----- ESTRATTO DEL TESTO
N. 22 - Marzo 2007
L’ANIMA
TRAGICA
DI MIRAMARE
La sfortunata storia di Carlotta e
Massimiliano d’Asburgo
di
Alessia Ghisi Migliari
Il castello quasi
scivola nel mare.
Eppure sta lì,
imponente, immaginifico, accoccolato in un lembro di
terra che sembra proprio prossima a tuffarsi.
Trieste perderebbe parte
d’anima, senza Miramare.
Infatti nessuno passa di
lì senza rimanerne colpito – stanze di stili diversi,
vedute oniriche, quasi ci si muove in un luogo che non
è realtà.
Forse Trieste perderebbe
anche tanta parte di storia, se lì non fosse quella
bianca fantasia – un inno a due vite tragiche, unite,
paradossalmente sfortunatissime.
Carlotta e Massimiliano
erano figli e nipoti di regnanti.
Erano giovani e belli, e
avevano dedicato tempo e moltissimo denaro alla
costruzione del loro Miramare: sarebbe stata, nel
diluvio della loro esistenza, nido di pace e prigione.
Magari, da lì, non se ne
sono mai andati.
Neppure oggi.
Carlotta (1840-1927) era
figlia del re del Belgio Leopoldo I, la sua adorata
nonna materna, Maria Amalia delle due Sicilie, era
nipote di Maria Teresa d’Austria e la madre,
Luisa Maria, principessa
francese, morì quando la bimba era piccola.
I nomi illustri,
nell’albero genealogico di Carlotta, occuperebbero
pagine (la regina Vittoria e il marito erano entrambi
suoi primi cugini); graziosissima sin dalla più
tenera età, terribilmente intelligente, anche se un pò
troppo seria e compita, la sua crescita fu allietata
più dal fratello Filippo che dal padre, figura assente
e non particolarmente espansiva.
Del resto, donna, il suo
ruolo era legato ai progetti matrimoniali che si
sarebbero eretti attorno a lei – che di doti non
difettava, e quindi era partito assai appetibile.
E qui arriva lui.
----------
----- DATI DI PARTENZA
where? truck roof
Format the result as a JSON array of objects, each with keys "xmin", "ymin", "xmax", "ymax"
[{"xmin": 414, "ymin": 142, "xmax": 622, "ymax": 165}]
----------
COSA FARAI >>
- 1) Indica se ciascuna affermazione concorda con il brano su Miramare, rispondendo sì o no e citando le parole decisive del brano. (a) Carlotta era figlia del re del Belgio Leopoldo I. (b) La madre di Carlotta morì quando lei era già adulta. (c) La crescita di Carlotta fu allietata soprattutto dal padre.
- 2) Prosegui il brano su Miramare a partire dal punto in cui si interrompe.

RISPOSTE >>
- 1)
(a) Sì: "era figlia del re del Belgio Leopoldo I".
(b) No: "morì quando la bimba era piccola".
(c) No: "la sua crescita fu allietata più dal fratello Filippo che dal padre".

- 2)
Massimiliano d’Asburgo
(1832-1867) era il fratello minore di Francesco
Giuseppe – e cara gli costò questa posizione
subalterna.
Nacque a Schonbrunn,
mentre nella stanza accanto moriva, ancora ragazzo, il
figlio di Napoleone e Maria Luisa (giovane cui era
legatissima sua madre Sofia, al punto che si
spettegolò senza ragione sulla paternità del nuovo
venuto).
Teneramente amato,
probabilmente più dell’erede, ciò creò col futuro
imperatore una frattura che mai si sarebbe sanata.
Questo brillante nobile
era liberale, molto colto, un pò presuntuoso sì, ma
forse con una maggiore flessibilità, il che l’avrebbe
reso più idoneo al potere.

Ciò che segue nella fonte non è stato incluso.